(GOAL)
Can you update the entries below so that "covered porch" becomes "front porch" everywhere, with nothing else changed?

(DATA TO PROCESS)
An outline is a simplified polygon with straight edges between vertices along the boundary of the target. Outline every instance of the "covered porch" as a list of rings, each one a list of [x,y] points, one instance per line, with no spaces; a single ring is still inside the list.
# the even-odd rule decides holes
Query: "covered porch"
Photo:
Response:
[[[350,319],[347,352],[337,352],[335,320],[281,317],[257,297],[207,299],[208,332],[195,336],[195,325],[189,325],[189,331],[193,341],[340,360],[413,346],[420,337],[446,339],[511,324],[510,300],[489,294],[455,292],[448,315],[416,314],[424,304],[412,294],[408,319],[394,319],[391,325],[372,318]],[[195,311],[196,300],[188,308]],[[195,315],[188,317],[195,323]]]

(EXERCISE ANSWER)
An outline is a simplified polygon with straight edges between vertices along the boundary of the target. Outline every instance of the "front porch" as a list of rings, each one a list of [x,y] points, one instance per line, with no spaces; a single ring is still inside the list.
# the even-odd rule decides holes
Query: "front porch"
Photo:
Response:
[[[350,319],[347,352],[337,352],[335,320],[281,317],[257,297],[207,299],[208,332],[195,336],[195,325],[189,325],[189,331],[193,341],[340,360],[413,346],[420,337],[446,339],[511,324],[510,300],[489,294],[455,292],[448,315],[416,314],[424,304],[412,294],[408,319],[394,319],[391,325],[372,318]],[[195,311],[196,300],[188,308]],[[195,315],[188,317],[195,323]]]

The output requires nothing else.